REQUIREMENT →
Continue the passage below on how power seems to corrupt people, starting right after its last sentence.

═══ GIVEN TEXT

One thing that's really important to understand when you evaluate people in power is what is the true effect of power corrupting, and what just looks like power corrupting? Because power has certain, weird effects on people. And I highlight four mitigating factors that make power appear to corrupt, when something else is actually going on: Those four I call the problem of dirty hands, the idea of learning, the problem of opportunity, and the problem of scrutiny.
So when it comes to dirty hands, it's the idea that people who are in positions of power often face awful choices; choices where there's only downsides. So you end up inflicting damage because there's no good option. That makes it look like you have dirty hands, when in fact, some of the time at least, the system is providing you with a series of options that are all bad. Your hands are going to get dirty no matter what, and the people who are out of power are the only ones who can keep their hands clean.
The second of learning is this idea that people learn to get good at being bad. If you imagine someone who's already a rotten person, a corrupt person, if you stick them into a position of power, they're not gonna know what they're doing, so they're not gonna be able to inflict harm as easily as somebody who's been in the job for 20 years. And as a result, what ends up happening is if you look at the data of harm that's produced by people in power, it might get worse over time. Not because the person has become worse, but because they've gotten better at being worse.
The third mitigating factor is this idea of opportunity. It's the idea that people who are in positions of power just have more chances, more opportunities to harm other people. So it's going to look like they are worse than the rest of us, because if you are the president or prime minister or general or CEO, you're going to have the ability to have your decisions hurt other people.

══════
═══ DATA RECORDS

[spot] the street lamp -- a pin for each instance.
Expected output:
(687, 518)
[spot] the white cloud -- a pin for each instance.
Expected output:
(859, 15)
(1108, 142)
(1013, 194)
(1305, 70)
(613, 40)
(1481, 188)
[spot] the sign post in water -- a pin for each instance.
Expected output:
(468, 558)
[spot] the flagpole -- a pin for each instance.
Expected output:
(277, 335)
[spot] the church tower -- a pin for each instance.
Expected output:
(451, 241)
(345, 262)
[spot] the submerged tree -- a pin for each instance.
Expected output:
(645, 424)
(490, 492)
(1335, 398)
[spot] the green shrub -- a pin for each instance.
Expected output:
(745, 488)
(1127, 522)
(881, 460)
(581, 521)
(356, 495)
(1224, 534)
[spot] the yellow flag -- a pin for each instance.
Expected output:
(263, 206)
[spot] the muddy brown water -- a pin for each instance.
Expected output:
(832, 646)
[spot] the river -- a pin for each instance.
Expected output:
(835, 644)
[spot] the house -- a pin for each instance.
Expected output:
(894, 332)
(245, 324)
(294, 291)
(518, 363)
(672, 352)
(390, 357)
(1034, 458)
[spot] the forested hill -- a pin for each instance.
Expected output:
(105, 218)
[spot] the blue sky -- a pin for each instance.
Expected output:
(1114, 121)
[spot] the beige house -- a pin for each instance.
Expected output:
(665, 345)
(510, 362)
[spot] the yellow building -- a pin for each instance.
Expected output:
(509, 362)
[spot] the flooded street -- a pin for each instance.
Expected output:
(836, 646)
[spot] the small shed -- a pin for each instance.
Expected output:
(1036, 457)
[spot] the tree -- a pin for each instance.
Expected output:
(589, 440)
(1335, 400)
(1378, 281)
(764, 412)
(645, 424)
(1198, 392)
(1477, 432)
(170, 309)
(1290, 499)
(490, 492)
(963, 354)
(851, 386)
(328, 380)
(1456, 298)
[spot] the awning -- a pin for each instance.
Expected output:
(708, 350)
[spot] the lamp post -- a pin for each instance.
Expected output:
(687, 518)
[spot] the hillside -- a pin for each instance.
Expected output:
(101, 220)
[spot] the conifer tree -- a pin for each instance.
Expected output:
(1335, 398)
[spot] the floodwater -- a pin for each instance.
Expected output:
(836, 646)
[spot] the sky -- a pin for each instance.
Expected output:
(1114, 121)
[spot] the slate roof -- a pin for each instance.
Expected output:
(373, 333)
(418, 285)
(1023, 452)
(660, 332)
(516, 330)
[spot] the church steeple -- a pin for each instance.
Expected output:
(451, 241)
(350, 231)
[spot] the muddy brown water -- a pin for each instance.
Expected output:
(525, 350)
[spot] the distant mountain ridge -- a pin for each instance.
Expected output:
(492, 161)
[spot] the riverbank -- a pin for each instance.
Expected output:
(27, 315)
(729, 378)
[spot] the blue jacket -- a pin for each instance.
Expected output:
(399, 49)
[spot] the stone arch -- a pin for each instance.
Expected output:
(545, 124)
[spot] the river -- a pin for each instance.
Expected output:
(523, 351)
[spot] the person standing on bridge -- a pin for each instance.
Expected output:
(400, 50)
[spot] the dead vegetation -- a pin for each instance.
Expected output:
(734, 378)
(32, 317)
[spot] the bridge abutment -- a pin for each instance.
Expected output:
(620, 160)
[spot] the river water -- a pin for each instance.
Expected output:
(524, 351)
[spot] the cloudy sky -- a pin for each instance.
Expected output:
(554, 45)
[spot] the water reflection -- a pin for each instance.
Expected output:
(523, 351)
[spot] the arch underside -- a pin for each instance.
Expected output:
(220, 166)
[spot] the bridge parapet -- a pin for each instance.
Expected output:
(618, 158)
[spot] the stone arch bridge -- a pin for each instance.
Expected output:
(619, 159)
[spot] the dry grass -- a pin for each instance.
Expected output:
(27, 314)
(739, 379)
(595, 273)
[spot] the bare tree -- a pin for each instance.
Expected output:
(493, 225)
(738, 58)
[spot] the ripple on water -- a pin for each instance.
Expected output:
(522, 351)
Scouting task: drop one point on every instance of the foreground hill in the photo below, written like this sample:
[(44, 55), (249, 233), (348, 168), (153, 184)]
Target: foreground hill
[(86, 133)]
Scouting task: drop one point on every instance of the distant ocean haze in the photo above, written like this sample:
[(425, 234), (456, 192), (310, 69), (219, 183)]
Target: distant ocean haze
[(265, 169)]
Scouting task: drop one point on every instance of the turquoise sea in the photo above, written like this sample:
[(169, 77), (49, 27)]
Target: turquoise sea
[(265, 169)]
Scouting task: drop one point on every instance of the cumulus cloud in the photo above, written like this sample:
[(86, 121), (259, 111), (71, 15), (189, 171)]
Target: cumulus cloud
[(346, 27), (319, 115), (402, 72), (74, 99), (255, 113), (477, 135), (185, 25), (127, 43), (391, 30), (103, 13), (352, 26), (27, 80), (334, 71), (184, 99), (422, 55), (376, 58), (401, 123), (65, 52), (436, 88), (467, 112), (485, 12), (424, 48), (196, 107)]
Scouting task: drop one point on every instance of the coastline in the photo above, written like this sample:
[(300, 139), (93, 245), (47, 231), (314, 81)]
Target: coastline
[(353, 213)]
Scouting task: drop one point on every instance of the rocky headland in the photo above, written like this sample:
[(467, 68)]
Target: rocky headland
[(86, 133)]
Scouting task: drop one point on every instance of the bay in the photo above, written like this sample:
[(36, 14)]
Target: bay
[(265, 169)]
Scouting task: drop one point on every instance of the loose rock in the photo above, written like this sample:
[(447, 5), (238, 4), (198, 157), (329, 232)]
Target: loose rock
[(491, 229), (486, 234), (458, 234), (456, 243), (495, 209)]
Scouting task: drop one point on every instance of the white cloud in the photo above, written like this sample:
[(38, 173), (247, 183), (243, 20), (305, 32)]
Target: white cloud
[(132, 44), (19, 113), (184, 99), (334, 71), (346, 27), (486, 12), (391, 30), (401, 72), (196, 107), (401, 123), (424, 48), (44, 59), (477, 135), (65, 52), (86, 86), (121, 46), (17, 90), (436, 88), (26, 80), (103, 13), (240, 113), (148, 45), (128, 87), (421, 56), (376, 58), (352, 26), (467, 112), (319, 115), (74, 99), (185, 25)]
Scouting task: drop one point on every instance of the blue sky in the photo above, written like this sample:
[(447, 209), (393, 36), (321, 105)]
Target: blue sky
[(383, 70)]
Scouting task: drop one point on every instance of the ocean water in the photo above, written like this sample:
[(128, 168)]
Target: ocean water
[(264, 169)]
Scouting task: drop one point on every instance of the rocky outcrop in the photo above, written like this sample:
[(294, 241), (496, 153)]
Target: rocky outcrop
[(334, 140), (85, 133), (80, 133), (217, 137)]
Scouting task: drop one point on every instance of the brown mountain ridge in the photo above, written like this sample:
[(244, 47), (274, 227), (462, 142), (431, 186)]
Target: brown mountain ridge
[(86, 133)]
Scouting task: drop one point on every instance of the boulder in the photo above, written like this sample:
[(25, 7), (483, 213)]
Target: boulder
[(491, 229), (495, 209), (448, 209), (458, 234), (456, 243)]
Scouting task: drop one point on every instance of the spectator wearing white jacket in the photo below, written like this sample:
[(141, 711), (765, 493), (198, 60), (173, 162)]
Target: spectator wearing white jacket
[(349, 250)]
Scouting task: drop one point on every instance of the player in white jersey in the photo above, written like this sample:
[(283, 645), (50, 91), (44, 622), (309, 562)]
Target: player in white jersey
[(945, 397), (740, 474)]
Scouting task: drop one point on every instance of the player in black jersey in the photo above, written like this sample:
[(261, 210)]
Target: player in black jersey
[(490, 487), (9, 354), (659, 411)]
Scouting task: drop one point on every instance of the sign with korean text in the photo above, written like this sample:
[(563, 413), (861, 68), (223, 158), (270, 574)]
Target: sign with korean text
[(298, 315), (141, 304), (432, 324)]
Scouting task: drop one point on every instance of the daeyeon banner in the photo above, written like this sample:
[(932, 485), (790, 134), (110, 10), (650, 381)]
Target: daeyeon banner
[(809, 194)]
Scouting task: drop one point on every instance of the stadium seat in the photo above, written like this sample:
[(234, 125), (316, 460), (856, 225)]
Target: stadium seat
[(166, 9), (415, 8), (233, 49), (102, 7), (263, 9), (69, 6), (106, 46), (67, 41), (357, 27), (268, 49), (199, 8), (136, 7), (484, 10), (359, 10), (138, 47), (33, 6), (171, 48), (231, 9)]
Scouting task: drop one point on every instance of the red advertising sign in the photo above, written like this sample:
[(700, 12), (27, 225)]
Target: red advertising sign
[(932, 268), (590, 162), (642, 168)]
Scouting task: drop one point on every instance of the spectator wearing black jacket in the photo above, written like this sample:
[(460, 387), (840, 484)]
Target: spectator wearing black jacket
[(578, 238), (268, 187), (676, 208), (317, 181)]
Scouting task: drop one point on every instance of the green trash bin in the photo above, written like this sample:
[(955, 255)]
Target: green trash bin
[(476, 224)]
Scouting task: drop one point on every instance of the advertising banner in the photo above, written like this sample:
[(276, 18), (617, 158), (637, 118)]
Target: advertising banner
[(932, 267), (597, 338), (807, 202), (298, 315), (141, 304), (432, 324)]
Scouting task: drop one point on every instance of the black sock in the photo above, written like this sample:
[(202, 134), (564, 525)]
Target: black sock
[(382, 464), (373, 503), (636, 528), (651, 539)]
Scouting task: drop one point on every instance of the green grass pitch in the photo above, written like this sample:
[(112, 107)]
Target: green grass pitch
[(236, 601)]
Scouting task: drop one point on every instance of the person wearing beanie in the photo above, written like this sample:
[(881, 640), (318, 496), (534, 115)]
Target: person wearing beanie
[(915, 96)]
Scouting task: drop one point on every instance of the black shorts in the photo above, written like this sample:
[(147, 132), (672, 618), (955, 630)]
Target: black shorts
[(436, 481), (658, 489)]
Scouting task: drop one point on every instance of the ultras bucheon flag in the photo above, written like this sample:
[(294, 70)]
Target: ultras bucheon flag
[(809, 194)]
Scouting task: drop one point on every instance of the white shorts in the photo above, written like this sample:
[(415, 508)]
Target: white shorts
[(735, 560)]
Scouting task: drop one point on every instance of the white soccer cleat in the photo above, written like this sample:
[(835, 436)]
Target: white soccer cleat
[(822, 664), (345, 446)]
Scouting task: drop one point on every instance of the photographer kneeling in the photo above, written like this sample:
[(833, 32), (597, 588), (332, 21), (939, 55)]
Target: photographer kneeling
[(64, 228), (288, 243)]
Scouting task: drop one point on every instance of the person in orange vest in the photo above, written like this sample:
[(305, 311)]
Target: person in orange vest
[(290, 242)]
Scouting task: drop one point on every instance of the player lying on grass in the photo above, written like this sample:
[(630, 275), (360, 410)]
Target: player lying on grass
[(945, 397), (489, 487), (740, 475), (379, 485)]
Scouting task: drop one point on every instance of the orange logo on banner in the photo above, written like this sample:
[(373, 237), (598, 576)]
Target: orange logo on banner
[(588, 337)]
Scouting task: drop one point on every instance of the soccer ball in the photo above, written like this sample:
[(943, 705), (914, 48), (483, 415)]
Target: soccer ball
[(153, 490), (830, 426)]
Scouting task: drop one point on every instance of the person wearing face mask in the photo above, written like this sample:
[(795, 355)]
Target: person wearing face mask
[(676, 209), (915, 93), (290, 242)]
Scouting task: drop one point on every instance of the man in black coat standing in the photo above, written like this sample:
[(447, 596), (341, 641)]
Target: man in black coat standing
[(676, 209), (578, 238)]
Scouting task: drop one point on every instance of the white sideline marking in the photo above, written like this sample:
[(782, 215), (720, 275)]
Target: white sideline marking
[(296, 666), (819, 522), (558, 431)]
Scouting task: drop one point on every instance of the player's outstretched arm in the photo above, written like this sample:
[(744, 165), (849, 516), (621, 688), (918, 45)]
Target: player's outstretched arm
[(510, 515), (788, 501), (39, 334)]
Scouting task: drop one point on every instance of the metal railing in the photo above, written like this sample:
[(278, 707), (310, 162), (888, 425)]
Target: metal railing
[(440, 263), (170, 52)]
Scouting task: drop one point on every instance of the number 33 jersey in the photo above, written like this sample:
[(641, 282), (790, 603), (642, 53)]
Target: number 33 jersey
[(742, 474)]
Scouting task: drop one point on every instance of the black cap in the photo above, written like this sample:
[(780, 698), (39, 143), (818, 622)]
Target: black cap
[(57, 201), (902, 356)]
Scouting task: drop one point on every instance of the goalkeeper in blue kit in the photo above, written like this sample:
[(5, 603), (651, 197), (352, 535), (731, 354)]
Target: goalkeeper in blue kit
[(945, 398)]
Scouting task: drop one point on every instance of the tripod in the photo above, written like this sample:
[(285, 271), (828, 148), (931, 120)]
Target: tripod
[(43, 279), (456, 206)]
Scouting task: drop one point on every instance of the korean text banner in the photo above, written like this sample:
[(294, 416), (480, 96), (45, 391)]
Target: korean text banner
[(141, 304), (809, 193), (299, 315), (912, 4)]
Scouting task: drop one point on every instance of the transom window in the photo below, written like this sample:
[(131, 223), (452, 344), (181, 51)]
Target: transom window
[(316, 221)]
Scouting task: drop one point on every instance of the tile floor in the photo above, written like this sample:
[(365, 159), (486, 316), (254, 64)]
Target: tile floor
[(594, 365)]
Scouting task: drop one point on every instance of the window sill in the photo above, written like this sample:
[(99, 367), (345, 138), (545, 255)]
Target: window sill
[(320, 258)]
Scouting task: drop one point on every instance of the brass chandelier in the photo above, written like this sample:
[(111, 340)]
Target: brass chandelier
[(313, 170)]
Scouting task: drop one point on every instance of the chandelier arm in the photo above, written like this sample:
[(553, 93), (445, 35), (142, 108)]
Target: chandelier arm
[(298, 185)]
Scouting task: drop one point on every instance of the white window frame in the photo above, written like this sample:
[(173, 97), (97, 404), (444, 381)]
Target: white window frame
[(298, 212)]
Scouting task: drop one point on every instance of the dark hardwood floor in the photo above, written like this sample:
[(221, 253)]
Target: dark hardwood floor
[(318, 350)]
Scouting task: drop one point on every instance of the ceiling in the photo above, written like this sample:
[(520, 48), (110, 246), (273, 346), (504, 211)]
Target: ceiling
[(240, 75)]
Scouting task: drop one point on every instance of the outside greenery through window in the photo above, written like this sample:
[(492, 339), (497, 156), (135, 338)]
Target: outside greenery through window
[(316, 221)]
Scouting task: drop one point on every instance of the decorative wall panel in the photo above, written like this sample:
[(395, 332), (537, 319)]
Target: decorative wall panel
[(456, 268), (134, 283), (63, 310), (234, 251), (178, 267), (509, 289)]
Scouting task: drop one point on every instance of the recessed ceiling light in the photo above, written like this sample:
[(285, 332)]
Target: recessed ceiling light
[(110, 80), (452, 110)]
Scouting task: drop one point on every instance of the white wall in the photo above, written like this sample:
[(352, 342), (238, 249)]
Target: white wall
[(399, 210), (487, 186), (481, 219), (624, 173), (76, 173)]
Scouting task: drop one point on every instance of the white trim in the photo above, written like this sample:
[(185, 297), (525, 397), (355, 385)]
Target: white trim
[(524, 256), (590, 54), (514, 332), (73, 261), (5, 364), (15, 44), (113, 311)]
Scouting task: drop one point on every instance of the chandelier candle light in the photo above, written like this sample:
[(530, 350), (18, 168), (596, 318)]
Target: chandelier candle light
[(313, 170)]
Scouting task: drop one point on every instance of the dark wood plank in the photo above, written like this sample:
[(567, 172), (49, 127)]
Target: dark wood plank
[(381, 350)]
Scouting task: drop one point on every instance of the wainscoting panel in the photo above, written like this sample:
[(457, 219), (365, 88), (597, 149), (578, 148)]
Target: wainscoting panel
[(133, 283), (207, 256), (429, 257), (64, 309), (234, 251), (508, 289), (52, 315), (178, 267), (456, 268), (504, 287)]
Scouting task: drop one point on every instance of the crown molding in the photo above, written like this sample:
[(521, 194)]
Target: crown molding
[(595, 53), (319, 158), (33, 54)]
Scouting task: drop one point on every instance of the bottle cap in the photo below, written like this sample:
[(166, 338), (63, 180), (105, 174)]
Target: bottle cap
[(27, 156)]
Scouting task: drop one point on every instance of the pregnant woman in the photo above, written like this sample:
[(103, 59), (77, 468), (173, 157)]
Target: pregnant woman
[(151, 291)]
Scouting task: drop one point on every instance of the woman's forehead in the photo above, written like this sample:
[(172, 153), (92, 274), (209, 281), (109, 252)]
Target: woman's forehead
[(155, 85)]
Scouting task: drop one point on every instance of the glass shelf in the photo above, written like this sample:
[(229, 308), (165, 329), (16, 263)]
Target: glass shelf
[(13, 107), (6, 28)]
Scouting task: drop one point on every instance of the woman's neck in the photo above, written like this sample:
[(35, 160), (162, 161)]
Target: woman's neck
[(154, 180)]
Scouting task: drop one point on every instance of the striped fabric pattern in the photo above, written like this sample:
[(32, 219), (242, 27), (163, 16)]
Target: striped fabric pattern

══════

ANSWER SPACE →
The fourth mitigating factor is this concept of scrutiny, and it's this idea that actually people in power, although I think they don't get enough scrutiny, still get a lot more scrutiny than the rest of us in terms of journalists looking into them and so on. And indeed, when you see lots of abusive power scandals, this is exactly what's happening. Bernie Madoff was bad from the start. Bernie Madoff's investment fund was always crooked, but only when he started making so much money did people start looking into this. And so it was a question of: Is he under the microscope? There have to be hundreds, maybe thousands of Bernie Madoffs out there who are just escaping scrutiny.
Now, when you put these four together, these four mitigating factors, they teach you a lesson: If you chalk up something to power corrupting, or a broken system attracting the wrong people or something like that, and in fact, what's happening is one of these four phenomena, you're going to come up with the wrong solution because you're gonna misdiagnose what's actually going on.
I'm very clear that we should not simply say, 'Oh, because of these four mitigating factors we should not hold leaders accountable.' We absolutely should, but they're just for us to make smart assessments of what's actually happening around power so we can make better decisions, both in punishing leaders who behave badly, and in fixing systems in the first place.